What the task asks
Report how many lines below contain the word "shade". Write only that number.

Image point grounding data
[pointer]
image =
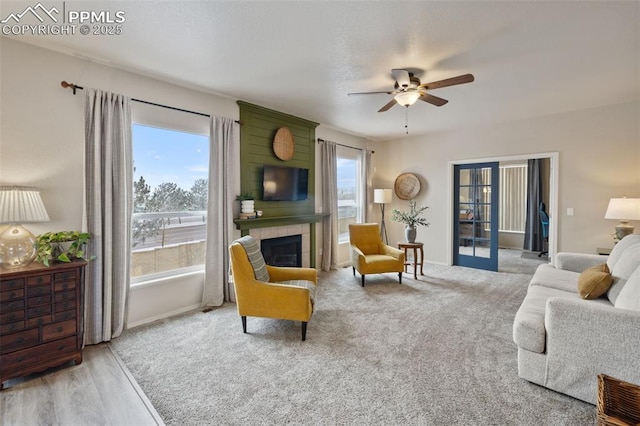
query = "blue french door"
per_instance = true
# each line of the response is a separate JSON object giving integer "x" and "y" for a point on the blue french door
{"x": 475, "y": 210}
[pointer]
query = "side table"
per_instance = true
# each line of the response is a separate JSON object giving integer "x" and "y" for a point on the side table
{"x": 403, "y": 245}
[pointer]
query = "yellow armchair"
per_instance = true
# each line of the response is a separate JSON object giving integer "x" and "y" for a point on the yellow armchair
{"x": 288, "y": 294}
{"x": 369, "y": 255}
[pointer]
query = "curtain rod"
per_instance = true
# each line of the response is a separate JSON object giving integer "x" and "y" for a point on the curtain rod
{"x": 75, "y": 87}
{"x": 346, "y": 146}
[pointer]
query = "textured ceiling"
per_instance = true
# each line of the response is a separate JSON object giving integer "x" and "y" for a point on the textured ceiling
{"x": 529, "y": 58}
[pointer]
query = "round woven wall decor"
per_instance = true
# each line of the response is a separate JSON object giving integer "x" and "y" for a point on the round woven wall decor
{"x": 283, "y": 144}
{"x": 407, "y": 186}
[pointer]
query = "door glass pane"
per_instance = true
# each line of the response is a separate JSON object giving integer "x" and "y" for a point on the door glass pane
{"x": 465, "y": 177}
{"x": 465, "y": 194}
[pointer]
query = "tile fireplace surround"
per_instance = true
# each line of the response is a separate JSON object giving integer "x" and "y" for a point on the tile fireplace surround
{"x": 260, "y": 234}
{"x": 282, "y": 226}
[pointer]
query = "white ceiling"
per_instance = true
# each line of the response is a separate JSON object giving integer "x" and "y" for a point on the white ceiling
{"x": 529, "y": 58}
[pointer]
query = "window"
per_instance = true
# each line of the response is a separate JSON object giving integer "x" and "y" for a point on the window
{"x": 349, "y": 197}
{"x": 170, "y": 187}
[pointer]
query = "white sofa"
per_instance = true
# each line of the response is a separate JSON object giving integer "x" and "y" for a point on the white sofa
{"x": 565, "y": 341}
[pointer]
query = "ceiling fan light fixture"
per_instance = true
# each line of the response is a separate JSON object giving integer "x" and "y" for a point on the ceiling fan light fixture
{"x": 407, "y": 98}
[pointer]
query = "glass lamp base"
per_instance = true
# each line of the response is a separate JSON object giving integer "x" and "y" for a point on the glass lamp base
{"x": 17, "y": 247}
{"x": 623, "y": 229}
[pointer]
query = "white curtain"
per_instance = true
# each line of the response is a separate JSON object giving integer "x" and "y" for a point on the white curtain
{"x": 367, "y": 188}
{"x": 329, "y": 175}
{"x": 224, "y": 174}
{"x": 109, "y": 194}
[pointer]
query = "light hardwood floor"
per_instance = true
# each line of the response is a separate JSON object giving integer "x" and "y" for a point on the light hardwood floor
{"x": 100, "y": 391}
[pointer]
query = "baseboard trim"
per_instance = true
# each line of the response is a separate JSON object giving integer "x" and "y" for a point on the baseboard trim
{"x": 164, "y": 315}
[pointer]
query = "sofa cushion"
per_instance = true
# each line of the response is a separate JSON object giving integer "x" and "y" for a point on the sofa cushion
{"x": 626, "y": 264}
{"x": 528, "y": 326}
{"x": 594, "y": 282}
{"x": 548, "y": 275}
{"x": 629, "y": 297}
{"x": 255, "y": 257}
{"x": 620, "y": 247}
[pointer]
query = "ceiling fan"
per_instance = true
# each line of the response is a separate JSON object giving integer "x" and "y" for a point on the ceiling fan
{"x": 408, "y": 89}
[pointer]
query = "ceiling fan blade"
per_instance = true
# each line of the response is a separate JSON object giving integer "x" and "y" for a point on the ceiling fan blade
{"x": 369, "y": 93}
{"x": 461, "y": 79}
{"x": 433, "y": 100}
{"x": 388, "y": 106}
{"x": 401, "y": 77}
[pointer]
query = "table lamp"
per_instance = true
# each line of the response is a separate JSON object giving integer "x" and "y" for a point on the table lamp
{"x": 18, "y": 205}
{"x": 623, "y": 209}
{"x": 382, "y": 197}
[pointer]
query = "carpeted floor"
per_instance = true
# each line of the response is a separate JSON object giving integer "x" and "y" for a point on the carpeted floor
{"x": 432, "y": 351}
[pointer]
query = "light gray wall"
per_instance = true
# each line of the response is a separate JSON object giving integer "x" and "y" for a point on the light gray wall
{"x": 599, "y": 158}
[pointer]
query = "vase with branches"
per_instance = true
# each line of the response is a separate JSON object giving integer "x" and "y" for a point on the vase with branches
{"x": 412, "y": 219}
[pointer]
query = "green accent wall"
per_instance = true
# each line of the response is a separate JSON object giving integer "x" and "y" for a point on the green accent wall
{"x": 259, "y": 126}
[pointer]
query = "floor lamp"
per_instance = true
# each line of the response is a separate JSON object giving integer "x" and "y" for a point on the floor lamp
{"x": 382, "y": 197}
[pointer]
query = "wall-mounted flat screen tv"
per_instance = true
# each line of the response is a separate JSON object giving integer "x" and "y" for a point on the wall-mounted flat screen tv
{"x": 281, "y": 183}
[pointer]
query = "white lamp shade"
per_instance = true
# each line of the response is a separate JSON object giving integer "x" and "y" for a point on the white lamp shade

Answer section
2